▶ _WHAT THE EXERCISE ASKS_
Swap every "Spot" in the items below for "Locate" and reproduce them with nothing else altered.

(Items from a dataset)

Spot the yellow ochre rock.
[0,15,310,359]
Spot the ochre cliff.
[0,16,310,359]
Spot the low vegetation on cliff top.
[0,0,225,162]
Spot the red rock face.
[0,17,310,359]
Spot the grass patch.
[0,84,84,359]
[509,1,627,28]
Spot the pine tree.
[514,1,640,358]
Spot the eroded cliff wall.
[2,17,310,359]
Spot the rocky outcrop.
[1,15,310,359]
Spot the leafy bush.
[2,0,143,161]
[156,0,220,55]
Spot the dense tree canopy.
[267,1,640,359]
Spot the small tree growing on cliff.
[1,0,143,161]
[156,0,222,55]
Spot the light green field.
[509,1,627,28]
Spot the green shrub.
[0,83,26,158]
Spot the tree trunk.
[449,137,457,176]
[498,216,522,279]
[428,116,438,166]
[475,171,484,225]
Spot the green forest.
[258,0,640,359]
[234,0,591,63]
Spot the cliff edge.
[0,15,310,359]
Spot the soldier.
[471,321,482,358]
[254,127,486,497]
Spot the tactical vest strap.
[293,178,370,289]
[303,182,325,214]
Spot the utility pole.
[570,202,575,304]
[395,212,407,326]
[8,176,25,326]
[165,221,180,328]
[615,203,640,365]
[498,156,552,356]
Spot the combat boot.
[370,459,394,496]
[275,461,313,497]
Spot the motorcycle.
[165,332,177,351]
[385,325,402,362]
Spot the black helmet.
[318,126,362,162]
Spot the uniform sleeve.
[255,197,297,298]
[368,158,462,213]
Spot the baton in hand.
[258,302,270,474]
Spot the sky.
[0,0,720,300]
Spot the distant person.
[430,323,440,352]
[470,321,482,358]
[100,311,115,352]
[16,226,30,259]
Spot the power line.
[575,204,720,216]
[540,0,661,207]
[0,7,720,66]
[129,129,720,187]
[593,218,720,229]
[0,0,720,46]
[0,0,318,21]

▶ _RESPONSE TO THIS TASK_
Locate the yellow ochre rock.
[0,15,310,359]
Locate the ochre cliff.
[0,16,310,359]
Locate the low vegetation on cliff top.
[0,0,225,162]
Locate the red rock face.
[0,17,310,359]
Locate the grass patch.
[0,84,84,359]
[509,1,627,28]
Locate the pine tree.
[514,1,640,358]
Locate the eroded cliff wall.
[2,17,310,359]
Locate the rocky outcrop.
[1,15,310,359]
Locate the leafy bush.
[2,0,143,161]
[156,0,220,55]
Locate the dense tree canopy.
[267,1,640,359]
Locate the small tree growing on cliff.
[1,0,143,161]
[156,0,222,55]
Locate the light green field.
[509,1,627,28]
Locate the green shrub.
[0,83,26,158]
Locate the tree trunk.
[449,137,457,176]
[498,216,522,279]
[428,116,438,166]
[475,171,484,225]
Locate the green forest.
[258,0,640,359]
[234,0,591,63]
Locate the cliff edge.
[0,15,310,359]
Locate the soldier.
[471,321,482,358]
[254,127,486,497]
Locate the tactical vest strap.
[293,178,370,289]
[303,182,325,214]
Locate the utility pole.
[570,202,575,304]
[395,212,407,326]
[8,176,25,326]
[165,221,180,328]
[615,203,640,365]
[498,156,552,356]
Locate the combat boot.
[370,459,394,496]
[275,461,313,497]
Locate the motorcycle.
[165,332,177,351]
[385,325,402,362]
Locate the black helmet.
[318,126,362,162]
Locate the uniform sleeve.
[255,197,297,298]
[368,158,462,213]
Locate the baton in hand.
[258,302,270,474]
Locate the sky.
[0,0,720,300]
Locate the distant person.
[430,323,440,352]
[470,321,482,358]
[100,311,115,352]
[16,226,30,259]
Locate the power line.
[575,204,720,216]
[540,0,661,207]
[0,7,720,66]
[129,129,720,187]
[593,218,720,229]
[0,0,720,46]
[0,0,318,21]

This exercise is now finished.